Rewrite everything in the listing from the line containing "of the elbow" down to the line containing "[(590, 316)]", replacing "biggest" with "largest" and keeping all else unchanged. Return only those lines.

━━━ INPUT RECORDS ━━━

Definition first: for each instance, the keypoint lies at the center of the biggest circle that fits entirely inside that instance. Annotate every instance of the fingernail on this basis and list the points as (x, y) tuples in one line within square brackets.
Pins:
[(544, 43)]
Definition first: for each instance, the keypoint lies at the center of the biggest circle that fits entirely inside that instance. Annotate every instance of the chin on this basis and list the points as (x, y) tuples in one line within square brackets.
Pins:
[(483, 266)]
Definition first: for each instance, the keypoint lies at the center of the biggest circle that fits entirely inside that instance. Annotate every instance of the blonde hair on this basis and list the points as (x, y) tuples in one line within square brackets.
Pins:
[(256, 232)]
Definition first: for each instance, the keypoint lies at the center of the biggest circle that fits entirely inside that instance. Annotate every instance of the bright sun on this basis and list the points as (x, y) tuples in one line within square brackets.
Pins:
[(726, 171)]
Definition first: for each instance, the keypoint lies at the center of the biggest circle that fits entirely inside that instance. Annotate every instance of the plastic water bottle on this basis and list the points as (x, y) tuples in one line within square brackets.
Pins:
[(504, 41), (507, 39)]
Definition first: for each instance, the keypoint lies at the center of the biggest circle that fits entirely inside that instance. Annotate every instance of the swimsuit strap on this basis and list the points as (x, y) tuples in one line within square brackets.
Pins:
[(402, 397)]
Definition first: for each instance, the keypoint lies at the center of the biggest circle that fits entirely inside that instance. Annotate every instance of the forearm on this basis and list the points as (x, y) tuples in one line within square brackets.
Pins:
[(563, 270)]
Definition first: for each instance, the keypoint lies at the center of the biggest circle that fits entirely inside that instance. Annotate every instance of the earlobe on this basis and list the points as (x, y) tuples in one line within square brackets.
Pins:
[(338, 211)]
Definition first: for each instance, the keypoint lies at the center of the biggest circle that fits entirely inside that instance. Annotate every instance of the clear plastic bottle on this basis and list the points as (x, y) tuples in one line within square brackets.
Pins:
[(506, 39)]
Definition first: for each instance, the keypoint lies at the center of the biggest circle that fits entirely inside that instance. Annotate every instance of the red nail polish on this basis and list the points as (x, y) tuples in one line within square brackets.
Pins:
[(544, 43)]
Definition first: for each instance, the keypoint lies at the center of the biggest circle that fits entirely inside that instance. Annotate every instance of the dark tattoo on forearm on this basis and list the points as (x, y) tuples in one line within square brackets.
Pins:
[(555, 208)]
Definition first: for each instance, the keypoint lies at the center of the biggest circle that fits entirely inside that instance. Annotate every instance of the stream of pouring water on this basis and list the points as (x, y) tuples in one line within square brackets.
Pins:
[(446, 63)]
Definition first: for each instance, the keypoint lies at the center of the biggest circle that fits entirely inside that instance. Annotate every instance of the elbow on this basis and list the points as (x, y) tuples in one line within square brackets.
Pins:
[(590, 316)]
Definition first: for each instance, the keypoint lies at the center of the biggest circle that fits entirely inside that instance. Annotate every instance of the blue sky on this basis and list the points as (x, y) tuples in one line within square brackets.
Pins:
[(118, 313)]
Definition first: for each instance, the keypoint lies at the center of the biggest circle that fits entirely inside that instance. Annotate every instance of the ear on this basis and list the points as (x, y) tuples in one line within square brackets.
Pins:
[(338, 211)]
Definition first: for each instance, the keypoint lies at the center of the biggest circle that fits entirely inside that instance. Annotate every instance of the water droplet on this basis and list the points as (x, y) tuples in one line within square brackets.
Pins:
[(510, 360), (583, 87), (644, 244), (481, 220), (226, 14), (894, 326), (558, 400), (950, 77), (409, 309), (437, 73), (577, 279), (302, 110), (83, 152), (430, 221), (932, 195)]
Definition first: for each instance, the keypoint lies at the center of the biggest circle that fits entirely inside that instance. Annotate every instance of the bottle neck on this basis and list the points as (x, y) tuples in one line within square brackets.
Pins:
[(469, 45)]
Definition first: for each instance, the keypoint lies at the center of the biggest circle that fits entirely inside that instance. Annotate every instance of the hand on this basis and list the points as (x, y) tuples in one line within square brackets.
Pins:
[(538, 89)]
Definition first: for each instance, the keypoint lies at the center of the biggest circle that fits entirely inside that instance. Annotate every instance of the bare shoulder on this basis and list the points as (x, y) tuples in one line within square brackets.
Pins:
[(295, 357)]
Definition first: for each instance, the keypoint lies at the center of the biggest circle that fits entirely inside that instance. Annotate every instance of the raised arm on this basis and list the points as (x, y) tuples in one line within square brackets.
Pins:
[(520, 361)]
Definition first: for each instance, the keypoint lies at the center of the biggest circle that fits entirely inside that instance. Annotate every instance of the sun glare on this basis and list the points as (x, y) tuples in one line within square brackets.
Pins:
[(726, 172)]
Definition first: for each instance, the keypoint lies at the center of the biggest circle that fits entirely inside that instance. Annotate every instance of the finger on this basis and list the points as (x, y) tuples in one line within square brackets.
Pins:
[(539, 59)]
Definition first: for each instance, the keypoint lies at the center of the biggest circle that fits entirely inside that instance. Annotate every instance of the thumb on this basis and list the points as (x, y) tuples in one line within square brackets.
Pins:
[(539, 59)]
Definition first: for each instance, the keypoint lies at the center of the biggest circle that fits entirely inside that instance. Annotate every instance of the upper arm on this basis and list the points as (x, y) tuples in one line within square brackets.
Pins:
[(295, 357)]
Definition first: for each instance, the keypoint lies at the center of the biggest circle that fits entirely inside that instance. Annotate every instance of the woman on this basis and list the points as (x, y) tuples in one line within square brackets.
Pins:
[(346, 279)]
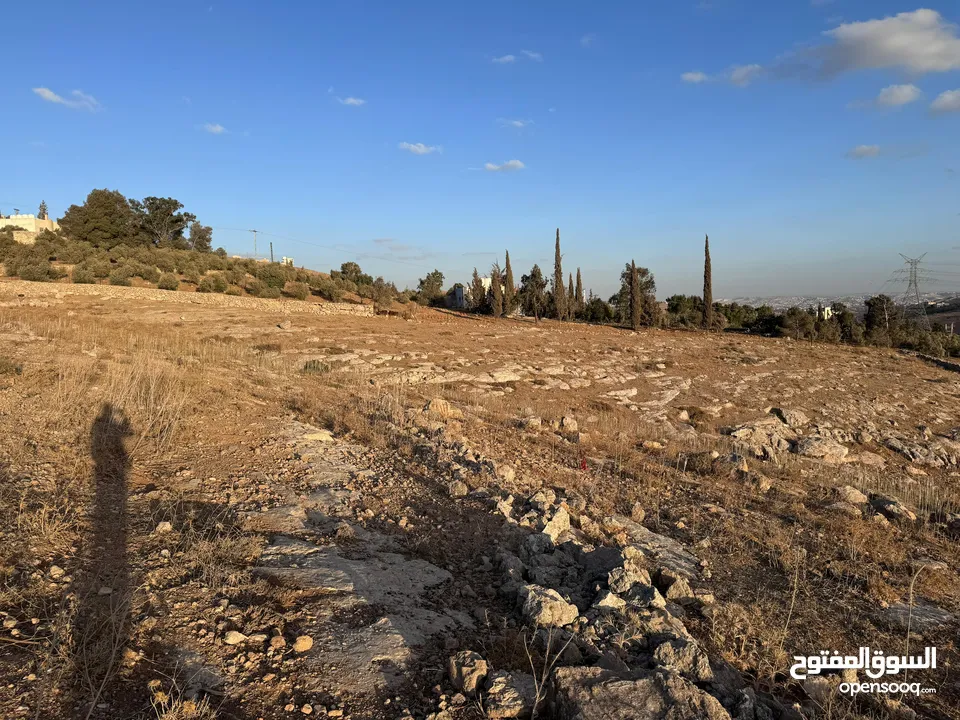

━━━

## [EXERCISE RESPONSE]
Definition first: for each instance, the keypoint lies at the center of the largest circle that fits entirely inside that instance. Annotate every instance of the elbow on this basis and list the points as (x, y) tuples in one line within square brackets.
Pins:
[(590, 316)]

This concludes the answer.